Input material.

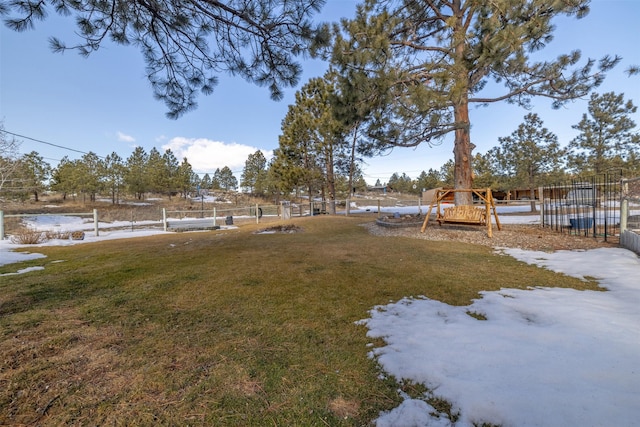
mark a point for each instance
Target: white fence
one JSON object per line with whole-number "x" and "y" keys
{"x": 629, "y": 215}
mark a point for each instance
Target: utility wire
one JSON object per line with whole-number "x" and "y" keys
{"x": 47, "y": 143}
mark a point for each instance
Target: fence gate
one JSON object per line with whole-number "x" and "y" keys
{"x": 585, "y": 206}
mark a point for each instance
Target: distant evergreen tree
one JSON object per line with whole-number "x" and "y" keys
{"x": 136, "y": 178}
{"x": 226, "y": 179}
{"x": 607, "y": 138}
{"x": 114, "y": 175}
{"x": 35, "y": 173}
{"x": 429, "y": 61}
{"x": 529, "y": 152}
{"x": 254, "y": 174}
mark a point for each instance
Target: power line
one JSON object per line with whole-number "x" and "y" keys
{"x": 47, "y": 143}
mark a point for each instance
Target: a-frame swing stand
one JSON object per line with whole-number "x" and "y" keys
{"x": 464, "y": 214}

...

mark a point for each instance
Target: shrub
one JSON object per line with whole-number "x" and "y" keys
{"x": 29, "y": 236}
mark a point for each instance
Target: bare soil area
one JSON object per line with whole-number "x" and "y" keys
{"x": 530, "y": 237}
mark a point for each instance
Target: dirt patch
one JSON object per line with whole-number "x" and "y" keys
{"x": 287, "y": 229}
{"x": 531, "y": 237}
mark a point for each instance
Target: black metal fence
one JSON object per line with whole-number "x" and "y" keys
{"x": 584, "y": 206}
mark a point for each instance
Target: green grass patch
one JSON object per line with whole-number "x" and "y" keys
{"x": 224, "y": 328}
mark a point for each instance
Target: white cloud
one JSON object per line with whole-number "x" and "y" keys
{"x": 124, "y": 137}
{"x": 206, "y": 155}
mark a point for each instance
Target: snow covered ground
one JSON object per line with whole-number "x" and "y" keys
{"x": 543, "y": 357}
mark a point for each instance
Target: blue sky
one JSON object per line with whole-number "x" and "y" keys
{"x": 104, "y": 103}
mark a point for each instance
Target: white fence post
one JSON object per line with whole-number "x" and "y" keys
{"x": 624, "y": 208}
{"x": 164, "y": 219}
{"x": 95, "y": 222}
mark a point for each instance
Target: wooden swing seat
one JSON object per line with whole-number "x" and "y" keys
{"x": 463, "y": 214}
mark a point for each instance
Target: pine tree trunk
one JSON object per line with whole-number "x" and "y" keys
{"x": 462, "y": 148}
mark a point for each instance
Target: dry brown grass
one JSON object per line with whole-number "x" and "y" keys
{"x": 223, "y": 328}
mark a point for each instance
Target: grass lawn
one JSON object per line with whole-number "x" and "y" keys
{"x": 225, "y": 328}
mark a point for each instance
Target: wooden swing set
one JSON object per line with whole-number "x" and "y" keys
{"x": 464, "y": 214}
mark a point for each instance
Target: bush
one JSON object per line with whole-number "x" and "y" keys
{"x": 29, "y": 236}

The problem.
Of the entries listed above, reproduce only the lines starting at the line containing "Target: shrub" and ending at the line containing "Target: white cloud". Include both, exactly as they stand.

Task answer.
Target: shrub
one JSON object per line with whole-number "x" and "y" keys
{"x": 29, "y": 236}
mark a point for each instance
Target: bare soil area
one JSON object per line with whole-number "x" and "y" keys
{"x": 530, "y": 237}
mark a point for each instance
Target: dirt patch
one JSON object per line with whole-number "x" and "y" keys
{"x": 287, "y": 229}
{"x": 531, "y": 237}
mark a point for each instance
Target: black metal fence
one JSON object per line with whole-number "x" and "y" keys
{"x": 584, "y": 206}
mark a point for each instance
Target: green grass patch
one JSON object per line with whole-number "x" and "y" keys
{"x": 224, "y": 328}
mark a point for each instance
Target: white cloud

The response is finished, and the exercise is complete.